§ **Short task**
Print the text about the Palestinian Football Association in full, word for word, before turning to the entries.

§ **Extract provided**
++++++++++

Palestinian Football Association
- Short name: PFA
- Founded: 1962; 64 years ago
- Headquarters: Jerusalem
- FIFA affiliation: Provisional: 31 May 1995 Full member: 1998
- AFC affiliation: 1995 (provisional member) 1998
- WAFF affiliation: 2000
- President: Jibril Rajoub
- Website: pfa.ps

= Palestinian Football Association =

Governing body for football in Palestine

The Palestinian Football Association (الاتحاد الفلسطيني لكرة القدم) is the governing body for football in Palestine, and for the men's national team and the women's national team.

==History==
The first "Palestine Football Association", was founded during the period of Mandatory Palestine in a meeting held on 14 August 1928, and applied for membership of FIFA. It was admitted provisionally on 17 December 1928, affiliated on 17 May 1929 and recognised by FIFA's government on 6 July 1929. The FAP changed its name to the Israel Football Association (IFA) following the founding of the state of Israel in 1948.

A new "Palestine Football Association" representing the Palestinian Arabs was formed in 1962, originally only for the territory of the Egyptian occupation of the Gaza Strip, and has been a member of the Union of Arab Football Associations since it was formed in 1974.

++++++++++

(Entries from a point annotation set)
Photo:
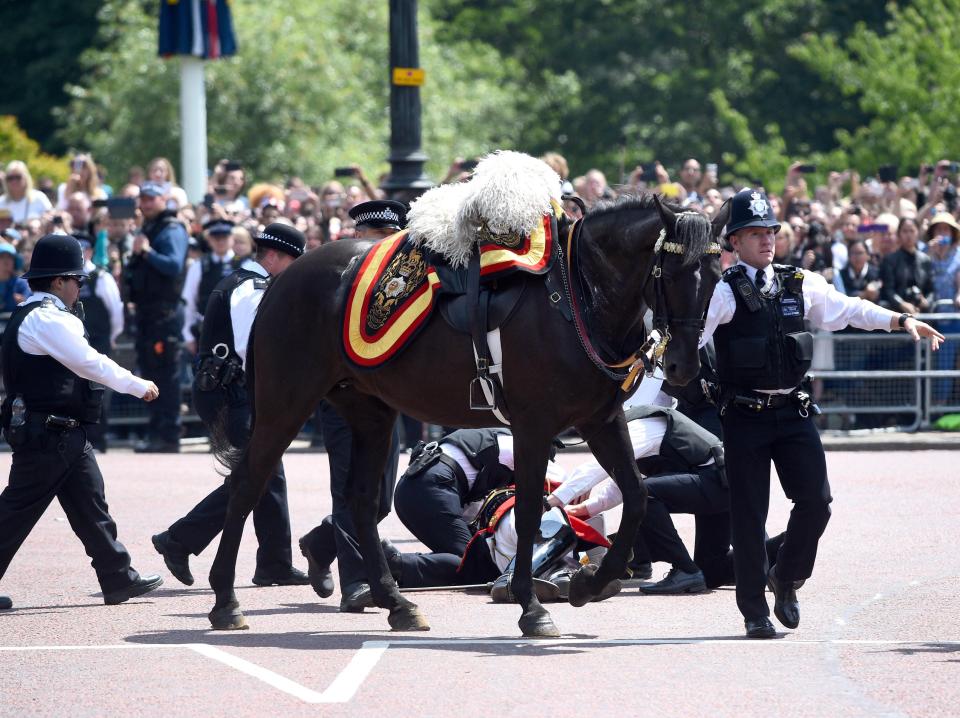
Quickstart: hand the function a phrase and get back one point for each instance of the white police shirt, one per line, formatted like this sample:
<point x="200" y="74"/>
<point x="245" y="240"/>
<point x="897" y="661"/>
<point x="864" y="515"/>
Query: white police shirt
<point x="55" y="332"/>
<point x="244" y="302"/>
<point x="824" y="307"/>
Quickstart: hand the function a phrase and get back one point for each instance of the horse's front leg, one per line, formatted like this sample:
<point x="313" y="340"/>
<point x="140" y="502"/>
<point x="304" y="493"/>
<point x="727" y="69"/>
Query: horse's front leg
<point x="530" y="465"/>
<point x="611" y="446"/>
<point x="369" y="453"/>
<point x="247" y="483"/>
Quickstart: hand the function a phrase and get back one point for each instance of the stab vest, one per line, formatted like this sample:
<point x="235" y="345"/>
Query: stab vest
<point x="211" y="273"/>
<point x="766" y="345"/>
<point x="149" y="287"/>
<point x="685" y="446"/>
<point x="46" y="385"/>
<point x="96" y="317"/>
<point x="217" y="324"/>
<point x="482" y="450"/>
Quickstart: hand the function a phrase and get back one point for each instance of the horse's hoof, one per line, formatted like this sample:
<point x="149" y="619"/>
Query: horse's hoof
<point x="580" y="593"/>
<point x="228" y="618"/>
<point x="538" y="626"/>
<point x="407" y="619"/>
<point x="610" y="590"/>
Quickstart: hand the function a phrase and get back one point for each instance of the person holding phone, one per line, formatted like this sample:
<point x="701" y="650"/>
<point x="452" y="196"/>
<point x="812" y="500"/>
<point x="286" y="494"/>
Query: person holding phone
<point x="153" y="276"/>
<point x="83" y="178"/>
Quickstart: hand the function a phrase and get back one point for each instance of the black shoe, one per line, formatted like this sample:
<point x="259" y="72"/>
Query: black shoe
<point x="394" y="559"/>
<point x="175" y="556"/>
<point x="675" y="582"/>
<point x="760" y="628"/>
<point x="319" y="574"/>
<point x="157" y="447"/>
<point x="285" y="577"/>
<point x="786" y="607"/>
<point x="642" y="571"/>
<point x="144" y="584"/>
<point x="356" y="598"/>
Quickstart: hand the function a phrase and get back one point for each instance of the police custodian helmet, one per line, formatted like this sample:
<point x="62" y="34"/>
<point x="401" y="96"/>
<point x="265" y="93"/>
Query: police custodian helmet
<point x="750" y="208"/>
<point x="56" y="255"/>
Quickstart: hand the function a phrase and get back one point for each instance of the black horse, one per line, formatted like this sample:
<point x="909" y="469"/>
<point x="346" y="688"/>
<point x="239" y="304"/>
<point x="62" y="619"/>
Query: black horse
<point x="624" y="265"/>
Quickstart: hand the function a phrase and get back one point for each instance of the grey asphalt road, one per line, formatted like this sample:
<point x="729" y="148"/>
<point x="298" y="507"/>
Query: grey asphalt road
<point x="878" y="634"/>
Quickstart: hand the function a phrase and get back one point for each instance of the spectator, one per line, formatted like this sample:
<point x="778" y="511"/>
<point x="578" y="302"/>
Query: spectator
<point x="13" y="288"/>
<point x="942" y="238"/>
<point x="161" y="171"/>
<point x="79" y="208"/>
<point x="21" y="199"/>
<point x="83" y="178"/>
<point x="907" y="274"/>
<point x="154" y="275"/>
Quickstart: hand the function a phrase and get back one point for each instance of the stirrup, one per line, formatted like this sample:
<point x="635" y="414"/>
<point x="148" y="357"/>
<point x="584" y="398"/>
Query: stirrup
<point x="481" y="394"/>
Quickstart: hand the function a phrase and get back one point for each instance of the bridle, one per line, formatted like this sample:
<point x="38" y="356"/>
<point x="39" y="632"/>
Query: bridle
<point x="650" y="354"/>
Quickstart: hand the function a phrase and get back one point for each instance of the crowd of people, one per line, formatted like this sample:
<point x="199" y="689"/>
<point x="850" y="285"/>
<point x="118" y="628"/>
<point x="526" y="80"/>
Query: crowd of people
<point x="891" y="239"/>
<point x="759" y="317"/>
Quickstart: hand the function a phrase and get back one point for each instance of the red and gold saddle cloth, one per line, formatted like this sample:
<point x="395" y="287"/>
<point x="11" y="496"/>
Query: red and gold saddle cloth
<point x="394" y="289"/>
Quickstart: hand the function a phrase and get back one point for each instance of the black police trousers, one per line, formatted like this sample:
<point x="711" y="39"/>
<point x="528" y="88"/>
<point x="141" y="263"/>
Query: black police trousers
<point x="61" y="465"/>
<point x="228" y="409"/>
<point x="158" y="357"/>
<point x="335" y="536"/>
<point x="431" y="507"/>
<point x="703" y="495"/>
<point x="751" y="440"/>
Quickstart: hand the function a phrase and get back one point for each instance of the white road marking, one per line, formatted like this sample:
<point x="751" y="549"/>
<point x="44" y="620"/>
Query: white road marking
<point x="349" y="680"/>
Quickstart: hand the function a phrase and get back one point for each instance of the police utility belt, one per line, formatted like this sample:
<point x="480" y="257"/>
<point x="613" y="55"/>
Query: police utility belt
<point x="761" y="401"/>
<point x="426" y="455"/>
<point x="219" y="369"/>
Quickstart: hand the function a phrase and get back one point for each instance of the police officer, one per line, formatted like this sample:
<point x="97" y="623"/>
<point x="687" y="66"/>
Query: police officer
<point x="103" y="319"/>
<point x="154" y="275"/>
<point x="221" y="401"/>
<point x="334" y="537"/>
<point x="759" y="317"/>
<point x="51" y="374"/>
<point x="203" y="275"/>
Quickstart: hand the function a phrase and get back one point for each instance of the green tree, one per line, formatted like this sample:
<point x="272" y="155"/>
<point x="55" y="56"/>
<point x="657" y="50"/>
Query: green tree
<point x="41" y="44"/>
<point x="307" y="91"/>
<point x="906" y="78"/>
<point x="646" y="70"/>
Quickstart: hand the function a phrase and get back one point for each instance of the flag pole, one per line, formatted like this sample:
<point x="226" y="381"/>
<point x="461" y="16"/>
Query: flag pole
<point x="193" y="128"/>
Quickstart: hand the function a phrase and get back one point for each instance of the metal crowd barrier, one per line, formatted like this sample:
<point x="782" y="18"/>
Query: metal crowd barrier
<point x="873" y="379"/>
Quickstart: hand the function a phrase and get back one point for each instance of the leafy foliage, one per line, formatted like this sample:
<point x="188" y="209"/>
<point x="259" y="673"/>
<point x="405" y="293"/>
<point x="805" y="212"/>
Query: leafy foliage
<point x="41" y="44"/>
<point x="16" y="145"/>
<point x="906" y="79"/>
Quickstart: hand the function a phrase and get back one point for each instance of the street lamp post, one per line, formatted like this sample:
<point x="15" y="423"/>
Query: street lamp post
<point x="407" y="178"/>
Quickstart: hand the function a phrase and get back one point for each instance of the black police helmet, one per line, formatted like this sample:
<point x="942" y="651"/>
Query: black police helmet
<point x="56" y="255"/>
<point x="750" y="208"/>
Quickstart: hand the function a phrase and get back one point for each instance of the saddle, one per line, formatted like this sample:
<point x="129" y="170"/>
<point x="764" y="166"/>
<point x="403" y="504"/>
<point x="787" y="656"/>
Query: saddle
<point x="395" y="286"/>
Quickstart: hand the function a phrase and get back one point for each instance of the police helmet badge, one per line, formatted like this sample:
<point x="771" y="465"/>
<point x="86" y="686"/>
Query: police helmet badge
<point x="758" y="205"/>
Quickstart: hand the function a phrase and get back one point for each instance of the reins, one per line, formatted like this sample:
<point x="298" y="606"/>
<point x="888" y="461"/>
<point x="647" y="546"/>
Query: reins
<point x="651" y="352"/>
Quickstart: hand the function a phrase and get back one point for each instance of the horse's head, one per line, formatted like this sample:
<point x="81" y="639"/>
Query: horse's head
<point x="685" y="271"/>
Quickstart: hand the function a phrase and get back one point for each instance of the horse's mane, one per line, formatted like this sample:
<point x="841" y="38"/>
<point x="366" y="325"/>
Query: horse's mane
<point x="694" y="231"/>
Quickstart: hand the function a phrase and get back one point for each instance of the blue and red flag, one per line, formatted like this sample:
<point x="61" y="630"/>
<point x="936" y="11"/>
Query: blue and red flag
<point x="202" y="28"/>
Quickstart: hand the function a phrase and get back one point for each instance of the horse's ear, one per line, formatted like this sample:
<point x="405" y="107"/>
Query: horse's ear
<point x="720" y="220"/>
<point x="666" y="214"/>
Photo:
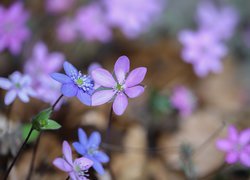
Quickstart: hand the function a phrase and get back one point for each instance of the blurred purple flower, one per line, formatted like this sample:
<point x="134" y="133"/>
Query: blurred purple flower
<point x="92" y="24"/>
<point x="221" y="21"/>
<point x="120" y="87"/>
<point x="183" y="100"/>
<point x="78" y="169"/>
<point x="203" y="50"/>
<point x="236" y="146"/>
<point x="13" y="29"/>
<point x="90" y="149"/>
<point x="59" y="6"/>
<point x="39" y="67"/>
<point x="66" y="31"/>
<point x="132" y="17"/>
<point x="17" y="85"/>
<point x="75" y="83"/>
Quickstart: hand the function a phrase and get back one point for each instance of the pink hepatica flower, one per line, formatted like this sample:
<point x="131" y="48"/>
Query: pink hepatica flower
<point x="183" y="100"/>
<point x="120" y="87"/>
<point x="13" y="29"/>
<point x="76" y="169"/>
<point x="17" y="85"/>
<point x="203" y="50"/>
<point x="92" y="24"/>
<point x="39" y="67"/>
<point x="222" y="21"/>
<point x="132" y="17"/>
<point x="236" y="146"/>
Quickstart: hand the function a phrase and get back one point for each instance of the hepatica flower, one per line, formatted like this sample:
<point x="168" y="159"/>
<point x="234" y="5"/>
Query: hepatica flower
<point x="13" y="29"/>
<point x="120" y="87"/>
<point x="74" y="83"/>
<point x="236" y="146"/>
<point x="76" y="169"/>
<point x="17" y="85"/>
<point x="89" y="148"/>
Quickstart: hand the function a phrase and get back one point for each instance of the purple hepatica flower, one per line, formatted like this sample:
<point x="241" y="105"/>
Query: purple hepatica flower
<point x="203" y="50"/>
<point x="221" y="21"/>
<point x="13" y="29"/>
<point x="121" y="87"/>
<point x="92" y="24"/>
<point x="17" y="85"/>
<point x="74" y="83"/>
<point x="237" y="146"/>
<point x="90" y="149"/>
<point x="39" y="66"/>
<point x="78" y="169"/>
<point x="132" y="17"/>
<point x="183" y="100"/>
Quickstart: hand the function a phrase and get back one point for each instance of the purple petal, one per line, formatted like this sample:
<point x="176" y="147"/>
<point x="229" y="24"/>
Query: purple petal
<point x="61" y="164"/>
<point x="103" y="77"/>
<point x="10" y="97"/>
<point x="121" y="68"/>
<point x="232" y="157"/>
<point x="5" y="83"/>
<point x="135" y="91"/>
<point x="69" y="69"/>
<point x="69" y="90"/>
<point x="67" y="152"/>
<point x="62" y="78"/>
<point x="120" y="104"/>
<point x="94" y="139"/>
<point x="84" y="97"/>
<point x="224" y="145"/>
<point x="135" y="77"/>
<point x="101" y="97"/>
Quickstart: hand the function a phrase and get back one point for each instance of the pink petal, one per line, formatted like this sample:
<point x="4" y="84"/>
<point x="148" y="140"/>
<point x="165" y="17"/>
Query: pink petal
<point x="134" y="91"/>
<point x="67" y="152"/>
<point x="135" y="77"/>
<point x="120" y="104"/>
<point x="103" y="78"/>
<point x="121" y="68"/>
<point x="101" y="97"/>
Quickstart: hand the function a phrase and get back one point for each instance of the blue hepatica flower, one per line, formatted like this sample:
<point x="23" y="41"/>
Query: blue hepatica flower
<point x="74" y="83"/>
<point x="89" y="148"/>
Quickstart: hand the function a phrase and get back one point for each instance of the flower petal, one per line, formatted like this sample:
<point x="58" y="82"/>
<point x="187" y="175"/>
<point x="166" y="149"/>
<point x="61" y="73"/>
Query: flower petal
<point x="135" y="91"/>
<point x="94" y="140"/>
<point x="67" y="152"/>
<point x="101" y="97"/>
<point x="69" y="69"/>
<point x="103" y="77"/>
<point x="101" y="156"/>
<point x="69" y="90"/>
<point x="62" y="78"/>
<point x="61" y="164"/>
<point x="120" y="104"/>
<point x="136" y="76"/>
<point x="121" y="68"/>
<point x="5" y="83"/>
<point x="10" y="97"/>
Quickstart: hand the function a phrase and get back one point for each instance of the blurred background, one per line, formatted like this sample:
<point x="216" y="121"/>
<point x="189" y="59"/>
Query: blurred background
<point x="198" y="58"/>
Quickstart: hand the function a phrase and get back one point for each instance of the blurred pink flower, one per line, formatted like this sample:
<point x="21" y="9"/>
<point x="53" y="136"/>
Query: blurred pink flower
<point x="92" y="24"/>
<point x="13" y="29"/>
<point x="203" y="50"/>
<point x="221" y="21"/>
<point x="58" y="6"/>
<point x="132" y="16"/>
<point x="236" y="146"/>
<point x="39" y="66"/>
<point x="183" y="100"/>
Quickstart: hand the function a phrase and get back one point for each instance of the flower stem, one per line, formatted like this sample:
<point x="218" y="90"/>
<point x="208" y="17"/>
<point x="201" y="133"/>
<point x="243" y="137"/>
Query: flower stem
<point x="18" y="154"/>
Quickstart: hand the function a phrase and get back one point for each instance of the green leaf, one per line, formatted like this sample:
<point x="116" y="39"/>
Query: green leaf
<point x="25" y="131"/>
<point x="51" y="125"/>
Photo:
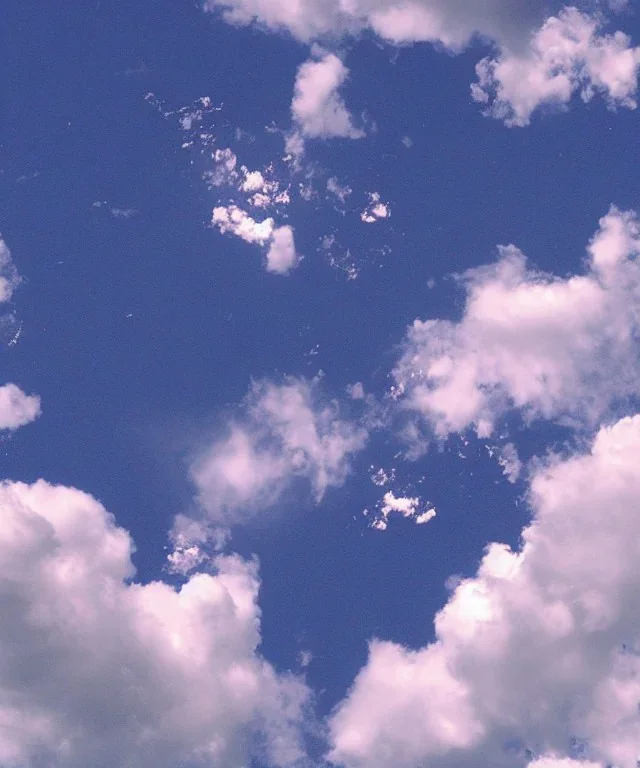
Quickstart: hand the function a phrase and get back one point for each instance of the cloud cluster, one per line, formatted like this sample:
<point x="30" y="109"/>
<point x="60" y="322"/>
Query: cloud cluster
<point x="9" y="277"/>
<point x="549" y="347"/>
<point x="540" y="647"/>
<point x="451" y="23"/>
<point x="409" y="507"/>
<point x="541" y="59"/>
<point x="284" y="432"/>
<point x="16" y="407"/>
<point x="568" y="54"/>
<point x="281" y="255"/>
<point x="96" y="669"/>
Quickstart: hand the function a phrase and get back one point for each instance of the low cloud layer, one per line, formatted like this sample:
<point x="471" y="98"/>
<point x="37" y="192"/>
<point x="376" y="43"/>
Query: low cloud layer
<point x="96" y="669"/>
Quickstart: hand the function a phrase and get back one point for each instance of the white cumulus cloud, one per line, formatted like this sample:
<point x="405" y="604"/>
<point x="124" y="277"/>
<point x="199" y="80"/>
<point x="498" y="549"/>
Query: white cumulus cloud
<point x="540" y="646"/>
<point x="97" y="669"/>
<point x="568" y="54"/>
<point x="318" y="110"/>
<point x="16" y="407"/>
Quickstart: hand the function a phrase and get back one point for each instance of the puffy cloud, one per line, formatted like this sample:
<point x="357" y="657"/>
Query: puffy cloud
<point x="566" y="55"/>
<point x="281" y="256"/>
<point x="542" y="59"/>
<point x="408" y="506"/>
<point x="541" y="647"/>
<point x="96" y="669"/>
<point x="284" y="431"/>
<point x="451" y="23"/>
<point x="17" y="408"/>
<point x="233" y="220"/>
<point x="9" y="277"/>
<point x="510" y="462"/>
<point x="550" y="347"/>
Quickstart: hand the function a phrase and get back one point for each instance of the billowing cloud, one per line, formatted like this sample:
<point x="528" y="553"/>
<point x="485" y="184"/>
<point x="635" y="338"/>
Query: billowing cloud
<point x="317" y="108"/>
<point x="567" y="55"/>
<point x="9" y="277"/>
<point x="16" y="407"/>
<point x="96" y="669"/>
<point x="283" y="432"/>
<point x="281" y="255"/>
<point x="550" y="347"/>
<point x="540" y="647"/>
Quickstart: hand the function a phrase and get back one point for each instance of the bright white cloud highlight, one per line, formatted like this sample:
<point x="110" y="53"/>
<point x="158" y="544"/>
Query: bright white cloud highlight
<point x="281" y="256"/>
<point x="568" y="54"/>
<point x="96" y="669"/>
<point x="375" y="210"/>
<point x="541" y="645"/>
<point x="283" y="432"/>
<point x="318" y="110"/>
<point x="410" y="507"/>
<point x="16" y="407"/>
<point x="550" y="347"/>
<point x="541" y="59"/>
<point x="9" y="277"/>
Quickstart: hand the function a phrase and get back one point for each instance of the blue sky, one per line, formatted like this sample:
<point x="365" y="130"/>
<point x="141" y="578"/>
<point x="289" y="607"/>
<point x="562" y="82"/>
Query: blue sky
<point x="306" y="305"/>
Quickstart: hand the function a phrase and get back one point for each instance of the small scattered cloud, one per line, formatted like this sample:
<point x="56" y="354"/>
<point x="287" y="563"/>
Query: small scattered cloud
<point x="375" y="210"/>
<point x="544" y="346"/>
<point x="567" y="55"/>
<point x="281" y="255"/>
<point x="341" y="191"/>
<point x="318" y="110"/>
<point x="282" y="432"/>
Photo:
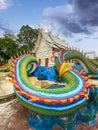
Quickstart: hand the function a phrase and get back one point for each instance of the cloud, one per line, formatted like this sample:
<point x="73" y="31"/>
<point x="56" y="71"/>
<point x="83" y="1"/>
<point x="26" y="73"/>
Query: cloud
<point x="75" y="17"/>
<point x="4" y="4"/>
<point x="4" y="26"/>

++++++++++

§ **Solved exercise**
Palestinian Football Association
- Short name: PFA
- Founded: 1962; 64 years ago
- Headquarters: Jerusalem
- FIFA affiliation: Provisional: 31 May 1995 Full member: 1998
- AFC affiliation: 1995 (provisional member) 1998
- WAFF affiliation: 2000
- President: Jibril Rajoub
- Website: pfa.ps

= Palestinian Football Association =

Governing body for football in Palestine

The Palestinian Football Association (الاتحاد الفلسطيني لكرة القدم) is the governing body for football in Palestine, and for the men's national team and the women's national team.

==History==
The first "Palestine Football Association", was founded during the period of Mandatory Palestine in a meeting held on 14 August 1928, and applied for membership of FIFA. It was admitted provisionally on 17 December 1928, affiliated on 17 May 1929 and recognised by FIFA's government on 6 July 1929. The FAP changed its name to the Israel Football Association (IFA) following the founding of the state of Israel in 1948.

A new "Palestine Football Association" representing the Palestinian Arabs was formed in 1962, originally only for the territory of the Egyptian occupation of the Gaza Strip, and has been a member of the Union of Arab Football Associations since it was formed in 1974.